Retype each record exactly, please. Skip none.

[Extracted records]

* * *

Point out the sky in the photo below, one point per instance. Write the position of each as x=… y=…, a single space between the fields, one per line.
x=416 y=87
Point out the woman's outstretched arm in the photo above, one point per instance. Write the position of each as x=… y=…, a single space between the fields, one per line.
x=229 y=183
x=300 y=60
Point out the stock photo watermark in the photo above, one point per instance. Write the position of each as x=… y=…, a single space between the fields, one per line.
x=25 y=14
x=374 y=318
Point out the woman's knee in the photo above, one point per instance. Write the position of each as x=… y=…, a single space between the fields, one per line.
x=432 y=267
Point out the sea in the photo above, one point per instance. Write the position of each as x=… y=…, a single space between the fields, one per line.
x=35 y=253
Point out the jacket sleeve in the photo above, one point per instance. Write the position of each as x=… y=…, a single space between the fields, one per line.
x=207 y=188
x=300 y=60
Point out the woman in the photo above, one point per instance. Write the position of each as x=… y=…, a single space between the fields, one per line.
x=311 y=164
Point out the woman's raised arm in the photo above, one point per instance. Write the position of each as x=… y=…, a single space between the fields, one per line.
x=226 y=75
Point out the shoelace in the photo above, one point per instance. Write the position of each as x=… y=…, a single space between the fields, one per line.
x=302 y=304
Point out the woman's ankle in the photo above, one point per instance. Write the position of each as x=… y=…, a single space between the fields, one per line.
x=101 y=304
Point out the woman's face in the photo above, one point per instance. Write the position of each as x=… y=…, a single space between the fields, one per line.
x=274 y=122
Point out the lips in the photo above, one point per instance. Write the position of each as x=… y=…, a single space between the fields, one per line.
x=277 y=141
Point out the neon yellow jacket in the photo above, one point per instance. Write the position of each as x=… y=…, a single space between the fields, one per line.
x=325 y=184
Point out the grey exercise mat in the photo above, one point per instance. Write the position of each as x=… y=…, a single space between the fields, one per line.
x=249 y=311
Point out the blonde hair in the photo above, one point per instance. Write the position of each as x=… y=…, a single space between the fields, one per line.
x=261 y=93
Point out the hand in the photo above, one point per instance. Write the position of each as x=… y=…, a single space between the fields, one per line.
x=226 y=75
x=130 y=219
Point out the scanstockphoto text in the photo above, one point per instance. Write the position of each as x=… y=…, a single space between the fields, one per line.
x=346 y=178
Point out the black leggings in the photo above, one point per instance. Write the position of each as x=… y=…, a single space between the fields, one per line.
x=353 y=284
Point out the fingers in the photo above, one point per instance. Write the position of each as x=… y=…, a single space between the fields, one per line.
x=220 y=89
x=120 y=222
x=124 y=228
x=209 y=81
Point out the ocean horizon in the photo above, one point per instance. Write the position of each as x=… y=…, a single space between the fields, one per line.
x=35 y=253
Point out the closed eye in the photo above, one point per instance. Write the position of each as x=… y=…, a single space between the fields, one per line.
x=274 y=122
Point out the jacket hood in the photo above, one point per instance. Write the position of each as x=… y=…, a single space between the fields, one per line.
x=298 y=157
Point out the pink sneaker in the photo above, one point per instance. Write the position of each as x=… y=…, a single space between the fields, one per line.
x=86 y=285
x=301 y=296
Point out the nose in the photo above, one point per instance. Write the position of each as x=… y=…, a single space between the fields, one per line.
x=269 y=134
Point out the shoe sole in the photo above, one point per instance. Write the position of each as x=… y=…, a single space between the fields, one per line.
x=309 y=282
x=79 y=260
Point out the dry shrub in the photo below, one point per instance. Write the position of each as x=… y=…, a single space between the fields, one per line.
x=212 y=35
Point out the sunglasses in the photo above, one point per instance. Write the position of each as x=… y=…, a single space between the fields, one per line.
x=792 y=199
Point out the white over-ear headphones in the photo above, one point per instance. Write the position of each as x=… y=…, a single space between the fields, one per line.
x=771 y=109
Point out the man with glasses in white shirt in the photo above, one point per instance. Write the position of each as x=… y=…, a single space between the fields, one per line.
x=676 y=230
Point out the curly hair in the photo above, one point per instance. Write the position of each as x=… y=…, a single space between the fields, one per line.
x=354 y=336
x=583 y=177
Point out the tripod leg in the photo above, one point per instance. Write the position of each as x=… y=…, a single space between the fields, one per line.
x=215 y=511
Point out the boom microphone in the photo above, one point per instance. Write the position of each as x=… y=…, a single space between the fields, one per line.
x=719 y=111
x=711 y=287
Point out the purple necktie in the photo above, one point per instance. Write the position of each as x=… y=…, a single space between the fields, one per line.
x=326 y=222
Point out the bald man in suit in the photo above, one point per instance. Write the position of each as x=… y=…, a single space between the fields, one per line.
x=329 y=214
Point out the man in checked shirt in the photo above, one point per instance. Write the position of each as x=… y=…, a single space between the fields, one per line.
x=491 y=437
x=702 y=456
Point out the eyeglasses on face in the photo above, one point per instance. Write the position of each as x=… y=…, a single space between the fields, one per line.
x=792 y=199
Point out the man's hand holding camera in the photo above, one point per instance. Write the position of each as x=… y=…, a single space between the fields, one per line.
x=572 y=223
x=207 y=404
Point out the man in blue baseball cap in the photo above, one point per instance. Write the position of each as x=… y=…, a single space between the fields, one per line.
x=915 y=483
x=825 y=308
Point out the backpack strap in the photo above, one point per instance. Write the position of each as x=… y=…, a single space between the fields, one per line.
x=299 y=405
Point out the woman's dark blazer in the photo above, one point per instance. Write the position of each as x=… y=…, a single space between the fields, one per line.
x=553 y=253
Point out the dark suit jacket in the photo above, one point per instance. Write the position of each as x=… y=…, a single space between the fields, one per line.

* * *

→ **COMPLETED EXERCISE**
Point out the sky in the photo below, one point per instance. Write the position of each as x=… y=…, a single space between the fields, one per line.
x=416 y=87
Point out the woman's outstretched arm in the photo above, one point per instance. Write the position of each as x=… y=…, a single space between the fields, one per line.
x=229 y=183
x=300 y=60
Point out the stock photo watermark in the photo above, one point per instance. Write the position of each as x=… y=…, a single space between the fields, one per line.
x=25 y=14
x=374 y=318
Point out the woman's knee in the photo above, one point per instance. Write the position of each as x=… y=…, a single space between the fields, one per line.
x=432 y=267
Point out the sea in the photo above, one point per instance. Write the position of each as x=… y=…, a single space between the fields, one per line.
x=35 y=253
Point out the jacket sleeve in the photo above, one point per instance. Write the position of each as x=… y=…, a single space between the fields, one per line.
x=207 y=188
x=300 y=60
Point out the woman in the photo above, one point per instance. Write the position of each as x=… y=…, a single space between the fields, one per line.
x=311 y=164
Point out the woman's raised arm in the photo above, one point per instance. Write the position of each as x=… y=…, a single space between the fields, one per line.
x=226 y=75
Point out the shoelace in the photo above, one point per instance. Write the position of each as x=… y=…, a single space between the fields, one per line.
x=302 y=304
Point out the woman's ankle in the photo above, one point per instance. Write the position of each as x=… y=…, a single space between the fields, one per line.
x=101 y=304
Point out the woman's face in the photo above, one point per instance. Write the position of each as x=… y=…, a single space between the fields, one per line.
x=274 y=122
Point out the lips in the photo above, one point per instance. Write the position of each as x=… y=…, a single space between the fields, one per line.
x=277 y=141
Point out the neon yellow jacket in the photo above, one point per instance. Write the position of each as x=… y=…, a single space between the fields, one per line.
x=325 y=184
Point out the grey exercise mat in the photo above, one point per instance. Write the position of each as x=… y=…, a single space between the fields, one per line.
x=249 y=311
Point out the blonde hair in the photo above, one point per instance. Write the position of each as x=… y=…, a single space between the fields, one per line.
x=261 y=93
Point out the hand in the photo above, one point per instance. Write the position of each as x=… y=…, a single space between the fields, one per line.
x=226 y=75
x=130 y=219
Point out the scanstockphoto text in the photo above, one point per instance. Write the position of each as x=… y=…, a single space between the fields, one per line.
x=346 y=178
Point out the black leggings in the photo above, one point per instance. Write the position of each as x=… y=…, a single space between the fields, one per line.
x=353 y=284
Point out the fingers in the photo above, one point per instance. Write the position of each as x=… y=…, a single space between the fields, one per line.
x=220 y=89
x=120 y=222
x=124 y=228
x=209 y=81
Point out the ocean horizon in the photo above, one point per instance. Write the position of each as x=… y=…, a single space between the fields, one per line.
x=35 y=253
Point out the closed eye in the photo above, one point per instance. Write the position of each as x=… y=…, a single space between the fields, one per line.
x=274 y=122
Point out the jacket hood in the photo above, one point per instance. Write the position of each as x=… y=…, a single space between the fields, one per line.
x=298 y=157
Point out the pink sneaker in the photo above, one point per instance. Write the position of each as x=… y=…, a single space between the fields, one per line.
x=86 y=285
x=301 y=296
Point out the nose in the photo above, one point per instance. Write the position of each as x=… y=…, a single space between the fields, one per line.
x=269 y=134
Point out the shoe sole in the photo above, one point per instance. Write the position of each as x=… y=…, a single space between the fields, one per line.
x=309 y=282
x=79 y=260
Point out the dry shrub in the photo below, one point per instance. Write the position of each as x=… y=…, a single space between the fields, one per line.
x=212 y=35
Point out the sunglasses in the photo above, one point per instance. Write the position of each as x=… y=…, a single space between the fields, one per line.
x=792 y=199
Point out the white over-ear headphones in the photo above, one point per instance. Write the position of each as x=… y=…, a single space between the fields, one per line.
x=771 y=109
Point out the man with glasses in white shirt in the photo above, one point per instance. Write the position of each as x=… y=…, a single space between the fields, one per line.
x=676 y=230
Point out the curly hair in the photo above, one point per instance. Write the position of each as x=… y=…, a single space between the fields, one per line.
x=354 y=336
x=583 y=177
Point out the tripod leg in the photo above, one point per instance. Write the position of each as x=… y=…, a single space between the fields, one per line.
x=215 y=511
Point out the boom microphone in the photo above, one point per instance. Write the position of each as x=… y=…, a single space between the fields, one per line.
x=719 y=111
x=711 y=287
Point out the purple necktie in the photo above, one point per instance. Write the position of each as x=… y=…, a single space between the fields, one per line.
x=326 y=222
Point out the bald man in suit in the photo above, one point per instance. Write the position of each as x=… y=…, a single space between the fields, one per line.
x=329 y=214
Point out the man in checked shirt in the photo above, one point per instance. Write the position of each as x=… y=…, a single space between the fields, one per line.
x=491 y=437
x=702 y=456
Point out the eyeglasses on face in the photo above, one point per instance. Write the position of each as x=… y=…, a single space between the fields, one per line.
x=792 y=199
Point out the man's hand holding camera in the photo above, one point per instance. Write the position of each as x=… y=…, a single space between the fields, one per line.
x=572 y=223
x=207 y=404
Point out the man in blue baseball cap in the photo above, one point per instance. Write the position of each as x=… y=…, a single space between the fields, one per line.
x=915 y=483
x=825 y=308
Point out the backpack strap in the photo above, one point per instance. Write the position of each as x=… y=…, a single space between the fields, one per line.
x=299 y=405
Point out the woman's dark blazer in the photo above, one point per instance. Write the position of each as x=… y=…, a single space between the fields, one per line.
x=553 y=253
Point out the dark suit jacket in the photo above, one point per instance. Write the position of each as x=… y=…, a single space between the fields, one per line.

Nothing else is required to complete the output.